• Exercise tasks:
1. In the EADV skin cancer text, how many outdoor workers in Europe are exposed to the danger of solar UV radiation?
2. In the EADV skin cancer text, rewrite the part between "The European Academy" and "by solar UV-radiation.", inclusive, changing "physicians" to "dermatologists".
3. Which organizations does the EADV skin cancer text say had speakers take the floor at the debate?
*** Supplied passage Section Begins ***
The European Academy of Dermatology and Venereology (EADV) launched a Global Call to Action urging policy-makers, employers, workers’ organisations and physicians to protect Europe’s outdoor workers from skin cancer caused by solar UV-radiation.
The Call was launched at a policy debate in the European Parliament, hosted by MEP Nessa Childers (S&D), Vice President of the European Parliamentary Interest Group ‘MEPs Against Cancer’, and co-hosted by MEPs Mr Ole Christensen (S&D) and Mr Jens Gieseke (EPP).
“Occupational skin cancer is a real threat to our workforce. Moreover, at a time when healthcare budgets face unprecedented strains, protecting our outdoor workers from UV-induced skin cancer should be at the top of Europe’s public health agenda”, said EADV President Prof Dr Erwin Tschachler.
The policy debate highlighted the fact that there are easy, simple and cheap solutions to avoid this preventable form of cancer.
MEP Nessa Childers (S&D) commented, “We have a chance to push forward policies and measures that can have a big impact on the health of our workers and which do not necessitate large investments by either companies or governments. This is the time for Europe to lead by example and ensure that the workplace is a safe place for all”.
“The question therefore is whether, in line with the available evidence, EU policy-makers will act accordingly“, asked Prof Dr Swen Malte John, Chair of the EADV’s Media & PR Committee, while presenting the Global Call to Action.
The event is part of the EADV’s campaign “Skin Cancer: Safe Work Under The Sun”. EADV’s Global Call to Action asks, among others, for an improved legislative framework to protect outdoor workers more effectively, official recognition of UV induced non-melanoma skin cancers as occupational diseases, as well as promotion of and education on the simple and cheap techniques of sun-safe behaviour and prevention of skin cancer.
At the debate, speakers from the EADV, the World Health Organization, the European Commission, the European Federation of Building and Woodworkers and the Centre for Health Economics of the Hamburg University, took the floor to expose the danger of solar UV radiation to the health and safety of 14.5 million outdoor workers in Europe. Whereas solar radiation has been long recognised as a group I carcinogen and is the leading cause of non-melanoma skin cancer worldwide, most outdoor workers are unaware of the dangers of working under the sun. In addition, there is no EU-wide requirement to protect workers at risk.
*** Supplied passage Section Ends ***
*** Source data Section Begins ***
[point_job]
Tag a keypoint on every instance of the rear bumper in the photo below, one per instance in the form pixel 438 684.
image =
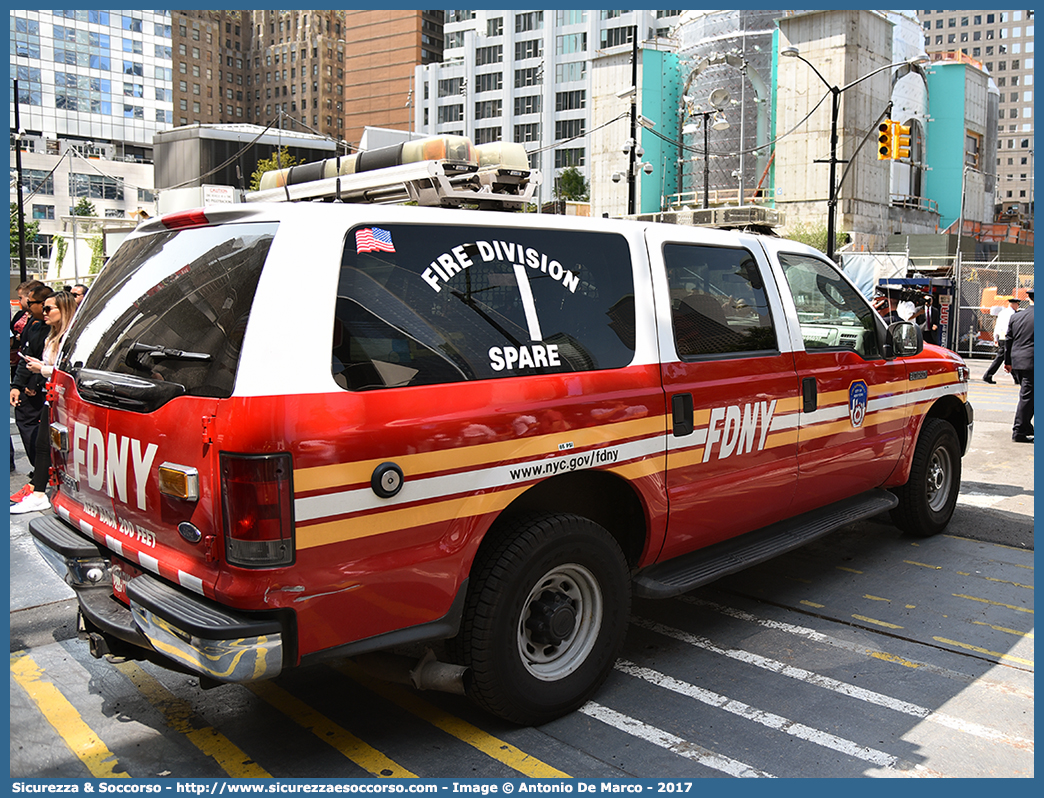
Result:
*** Source data Section Ends ***
• Task-by-task results:
1. 14.5 million

2.
The European Academy of Dermatology and Venereology (EADV) launched a Global Call to Action urging policy-makers, employers, workers’ organisations and dermatologists to protect Europe’s outdoor workers from skin cancer caused by solar UV-radiation.

3.
- the EADV
- the World Health Organization
- the European Commission
- the European Federation of Building and Woodworkers
- the Centre for Health Economics of the Hamburg University